#### [Textauszug]

****

LEITARTIKEL

Wie nun, Frau Lenert?

d'Lëtzebuerger Land vom 05.11.2021

Wenn ein Gesetzesvorhaben schon als avant-projet in die Konsultation gegeben wird und nicht nur die davon betroffenen Kreise, sondern auch die Berufskammern um Stellungnahmen gebeten werden, geschieht das zum Beispiel zum Ausloten eines Konsenses in schwierigen Fragen. Anschließend wird der Text überarbeitet und erst dann dem Regierungsrat vorgelegt.

Vergangenen Monat gab Gesundheitsministerin Paulette Lenert (LSAP) ein avant-projet in die Konsultation, das die Bildung von Gesellschaften im Gesundheitsbereich erlauben soll. Vor allem der Ärzteverband AMMD hatte auf „Ärztegesellschaften“ gedrängt. Sie könnten „Centres médicaux“ betreiben, in die leichtere Aktivitäten aus den Spitälern ausgelagert würden. Dadurch würde die Versorgung breiter und patientennaher. Außerdem werde die Arbeit an solchen Zentren attraktiv für junge Ärztinnen sein. Und in Zeiten internationaler Ärzteknappheit ein Wettbewerbsvorteil für Luxemburg.

Der Motivenbericht zu Paulette Lenerts avant-projet übernimmt die AMMD-Argumente, was Attraktivität und Nachwuchssicherung angeht. Keine Rede ist dagegen von „Auslagerungen“ in irgendwelche ambulante Strukturen. Den Patient/innen wird lediglich in Aussicht gestellt, durch die Gesellschaften werde die „Primärversorgung“ besser. Was genau darunter zu verstehen sein soll, liest man nicht, und es ist auch nicht Gegenstand der Gesetzesinitiative. Die will Ärztinnen und Zahnärzten, Psychotherapeuthinnen, anderen Gesundheitsberuflern, wie Hebammen oder freiberuflichen Krankenpflegern, und schließlich auch Veterinären ermöglichen, „personnes morales“ zu bilden, ganz ähnlich wie Anwälte das können. Mit Ausnahme der Tierärztinnen, die ein Fach für sich sind, wäre in sämtlichen Berufszweigen die Gesellschaftsbildung auch untereinander möglich, und jede Gesellschaft könnte Mitglieder des eigenen Fachs, aber auch fremder Fächer als Angestellte beschäftigen. Und: Auch Gesellschafter aus dem Ausland könnten in Luxemburg Gesellschaften bilden; in der EU herrscht immerhin Niederlassungsfreiheit.

****

#### [Angezeigte Informationen]

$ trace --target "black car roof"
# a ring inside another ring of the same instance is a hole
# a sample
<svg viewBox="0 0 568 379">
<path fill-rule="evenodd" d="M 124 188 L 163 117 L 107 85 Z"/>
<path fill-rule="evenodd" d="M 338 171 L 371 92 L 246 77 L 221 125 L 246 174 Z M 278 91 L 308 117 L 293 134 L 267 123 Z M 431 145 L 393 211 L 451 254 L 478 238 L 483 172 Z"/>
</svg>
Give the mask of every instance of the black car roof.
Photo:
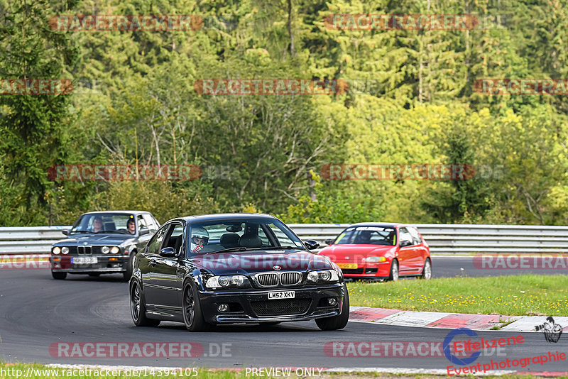
<svg viewBox="0 0 568 379">
<path fill-rule="evenodd" d="M 185 216 L 185 217 L 178 217 L 173 220 L 185 220 L 188 222 L 202 222 L 211 221 L 236 220 L 239 219 L 274 219 L 276 217 L 271 214 L 263 213 L 219 213 L 214 214 L 199 214 L 196 216 Z M 168 221 L 169 222 L 169 221 Z"/>
<path fill-rule="evenodd" d="M 124 214 L 131 214 L 131 213 L 148 213 L 152 214 L 148 211 L 92 211 L 90 212 L 85 212 L 83 214 L 92 214 L 93 213 L 124 213 Z"/>
<path fill-rule="evenodd" d="M 351 228 L 353 226 L 380 226 L 381 228 L 395 228 L 397 226 L 406 226 L 406 225 L 398 222 L 359 222 L 357 224 L 352 224 L 347 228 Z"/>
</svg>

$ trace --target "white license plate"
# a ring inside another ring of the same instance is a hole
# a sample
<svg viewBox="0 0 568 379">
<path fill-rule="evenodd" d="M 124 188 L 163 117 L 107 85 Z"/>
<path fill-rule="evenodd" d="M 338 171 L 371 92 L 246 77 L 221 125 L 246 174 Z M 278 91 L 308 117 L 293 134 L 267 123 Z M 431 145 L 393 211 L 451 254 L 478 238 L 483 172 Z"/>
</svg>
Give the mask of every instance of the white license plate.
<svg viewBox="0 0 568 379">
<path fill-rule="evenodd" d="M 295 296 L 294 291 L 285 291 L 279 292 L 268 292 L 268 300 L 272 299 L 293 299 Z"/>
<path fill-rule="evenodd" d="M 92 265 L 98 261 L 97 257 L 71 257 L 71 263 L 75 265 Z"/>
</svg>

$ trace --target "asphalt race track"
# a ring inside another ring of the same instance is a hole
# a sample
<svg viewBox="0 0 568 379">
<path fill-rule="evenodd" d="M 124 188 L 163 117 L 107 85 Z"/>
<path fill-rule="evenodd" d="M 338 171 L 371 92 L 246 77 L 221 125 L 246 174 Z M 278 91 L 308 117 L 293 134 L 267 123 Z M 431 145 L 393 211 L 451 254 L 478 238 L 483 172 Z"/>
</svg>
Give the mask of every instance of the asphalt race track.
<svg viewBox="0 0 568 379">
<path fill-rule="evenodd" d="M 458 260 L 459 262 L 459 260 Z M 435 268 L 437 267 L 435 262 Z M 457 265 L 463 263 L 458 263 Z M 439 266 L 438 266 L 439 267 Z M 452 266 L 453 267 L 453 266 Z M 459 269 L 459 268 L 458 268 Z M 452 267 L 444 268 L 449 276 Z M 435 274 L 436 274 L 435 271 Z M 134 326 L 129 313 L 127 285 L 119 275 L 70 275 L 54 280 L 48 270 L 0 270 L 0 359 L 9 362 L 102 364 L 170 367 L 400 368 L 446 370 L 450 364 L 439 344 L 436 356 L 342 357 L 324 351 L 326 343 L 342 341 L 421 341 L 441 343 L 449 330 L 350 322 L 342 331 L 320 331 L 313 322 L 272 326 L 224 326 L 206 333 L 190 333 L 182 324 L 155 328 Z M 378 284 L 381 285 L 381 284 Z M 495 339 L 510 332 L 478 331 Z M 477 362 L 520 359 L 549 351 L 568 352 L 568 337 L 548 343 L 540 332 L 524 333 L 524 343 L 489 352 Z M 58 342 L 193 342 L 203 355 L 178 358 L 58 357 L 50 346 Z M 219 353 L 223 344 L 225 353 Z M 436 349 L 433 351 L 435 352 Z M 52 351 L 53 353 L 53 351 Z M 224 355 L 224 356 L 221 356 Z M 435 356 L 436 354 L 434 354 Z M 476 364 L 477 362 L 473 364 Z M 520 370 L 564 370 L 567 361 L 531 364 Z"/>
</svg>

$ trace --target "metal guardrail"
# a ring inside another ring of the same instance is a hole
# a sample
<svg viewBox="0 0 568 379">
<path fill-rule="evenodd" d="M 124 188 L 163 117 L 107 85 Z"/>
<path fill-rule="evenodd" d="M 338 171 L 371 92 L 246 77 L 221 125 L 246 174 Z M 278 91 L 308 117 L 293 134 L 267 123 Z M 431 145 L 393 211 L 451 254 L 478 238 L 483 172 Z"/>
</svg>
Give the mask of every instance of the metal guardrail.
<svg viewBox="0 0 568 379">
<path fill-rule="evenodd" d="M 290 224 L 302 239 L 324 246 L 349 224 Z M 416 224 L 436 254 L 471 253 L 567 253 L 568 226 Z M 0 254 L 49 253 L 70 226 L 0 227 Z"/>
</svg>

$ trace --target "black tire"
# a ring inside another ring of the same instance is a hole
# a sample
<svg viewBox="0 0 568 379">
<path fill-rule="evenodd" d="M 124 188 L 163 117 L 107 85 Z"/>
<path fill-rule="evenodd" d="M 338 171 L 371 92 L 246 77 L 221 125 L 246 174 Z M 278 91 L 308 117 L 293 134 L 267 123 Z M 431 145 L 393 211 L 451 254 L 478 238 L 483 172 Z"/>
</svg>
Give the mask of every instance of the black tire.
<svg viewBox="0 0 568 379">
<path fill-rule="evenodd" d="M 195 284 L 190 280 L 183 285 L 182 292 L 183 323 L 190 331 L 203 331 L 209 329 L 205 322 Z"/>
<path fill-rule="evenodd" d="M 398 260 L 393 259 L 393 263 L 390 263 L 390 273 L 388 274 L 388 280 L 393 282 L 396 282 L 398 280 Z"/>
<path fill-rule="evenodd" d="M 136 252 L 133 251 L 129 256 L 129 261 L 126 263 L 126 270 L 122 273 L 122 281 L 128 282 L 132 277 L 132 270 L 134 267 L 134 258 L 136 256 Z"/>
<path fill-rule="evenodd" d="M 67 273 L 58 273 L 55 271 L 52 271 L 51 276 L 53 277 L 53 279 L 57 279 L 58 280 L 63 280 L 65 278 L 67 278 Z"/>
<path fill-rule="evenodd" d="M 342 329 L 347 325 L 347 322 L 349 321 L 349 293 L 347 290 L 347 286 L 344 283 L 343 288 L 344 293 L 342 312 L 337 316 L 325 317 L 324 319 L 316 319 L 315 323 L 320 329 L 339 330 Z"/>
<path fill-rule="evenodd" d="M 432 279 L 432 262 L 430 258 L 427 258 L 424 262 L 424 268 L 422 269 L 422 275 L 419 277 L 420 279 L 427 280 Z"/>
<path fill-rule="evenodd" d="M 136 326 L 158 326 L 160 324 L 160 320 L 146 317 L 144 297 L 137 282 L 130 288 L 130 315 Z"/>
</svg>

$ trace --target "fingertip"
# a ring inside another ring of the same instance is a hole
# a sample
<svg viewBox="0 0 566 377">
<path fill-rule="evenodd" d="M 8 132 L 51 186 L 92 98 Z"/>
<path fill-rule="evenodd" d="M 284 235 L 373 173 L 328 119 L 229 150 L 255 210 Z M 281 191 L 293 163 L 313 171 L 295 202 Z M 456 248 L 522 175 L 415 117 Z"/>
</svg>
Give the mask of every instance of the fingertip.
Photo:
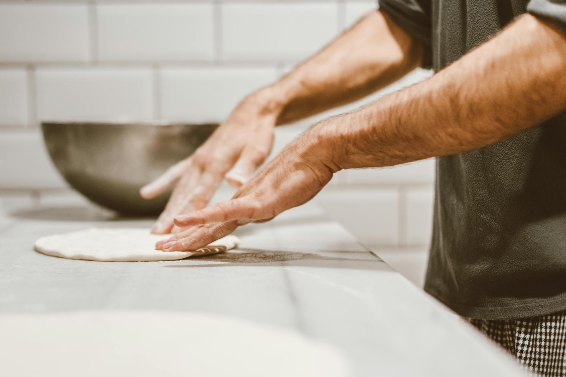
<svg viewBox="0 0 566 377">
<path fill-rule="evenodd" d="M 167 226 L 161 223 L 157 223 L 151 228 L 151 232 L 156 235 L 165 235 L 169 232 L 171 226 Z"/>
<path fill-rule="evenodd" d="M 144 186 L 140 189 L 140 196 L 141 196 L 144 199 L 152 199 L 155 197 L 155 193 L 151 189 L 151 187 L 149 186 Z"/>
<path fill-rule="evenodd" d="M 173 224 L 178 227 L 186 227 L 190 225 L 188 223 L 191 218 L 188 216 L 178 216 L 173 219 Z"/>
<path fill-rule="evenodd" d="M 228 184 L 236 188 L 241 187 L 247 180 L 241 174 L 233 172 L 228 172 L 224 177 Z"/>
</svg>

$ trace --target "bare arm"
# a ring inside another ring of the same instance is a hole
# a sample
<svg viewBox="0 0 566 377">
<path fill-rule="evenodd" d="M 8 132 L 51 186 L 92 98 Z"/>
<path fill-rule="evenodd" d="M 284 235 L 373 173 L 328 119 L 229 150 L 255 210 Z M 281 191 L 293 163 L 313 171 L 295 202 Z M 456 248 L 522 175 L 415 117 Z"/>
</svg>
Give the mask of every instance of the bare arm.
<svg viewBox="0 0 566 377">
<path fill-rule="evenodd" d="M 422 47 L 372 12 L 273 85 L 245 98 L 192 155 L 143 187 L 155 197 L 176 185 L 152 231 L 178 231 L 176 215 L 206 206 L 225 178 L 239 187 L 269 154 L 277 124 L 355 101 L 417 67 Z"/>
<path fill-rule="evenodd" d="M 204 226 L 157 246 L 190 250 L 271 218 L 309 200 L 340 169 L 394 165 L 505 139 L 566 109 L 565 72 L 566 36 L 522 16 L 428 80 L 311 128 L 234 199 L 175 220 Z"/>
<path fill-rule="evenodd" d="M 566 36 L 525 15 L 430 79 L 312 132 L 334 146 L 334 170 L 388 166 L 488 145 L 565 109 Z"/>
<path fill-rule="evenodd" d="M 421 64 L 422 49 L 386 15 L 368 14 L 267 88 L 277 124 L 349 103 L 395 82 Z"/>
</svg>

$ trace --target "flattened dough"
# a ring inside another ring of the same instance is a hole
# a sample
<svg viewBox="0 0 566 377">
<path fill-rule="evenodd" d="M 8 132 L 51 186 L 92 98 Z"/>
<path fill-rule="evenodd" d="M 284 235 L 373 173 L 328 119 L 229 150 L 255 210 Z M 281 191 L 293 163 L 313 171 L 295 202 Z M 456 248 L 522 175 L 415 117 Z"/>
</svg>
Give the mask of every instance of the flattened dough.
<svg viewBox="0 0 566 377">
<path fill-rule="evenodd" d="M 152 234 L 145 228 L 90 228 L 62 235 L 42 237 L 35 249 L 48 255 L 101 262 L 174 261 L 194 255 L 215 254 L 238 246 L 235 236 L 226 236 L 194 252 L 162 252 L 155 243 L 171 235 Z"/>
</svg>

****

#### [Aufgabenstellung]
Welcher Verband hatte laut dem Textauszug vor allem auf „Ärztegesellschaften“ gedrängt?

#### [Erledigte Aufgabe]
Der Ärzteverband AMMD.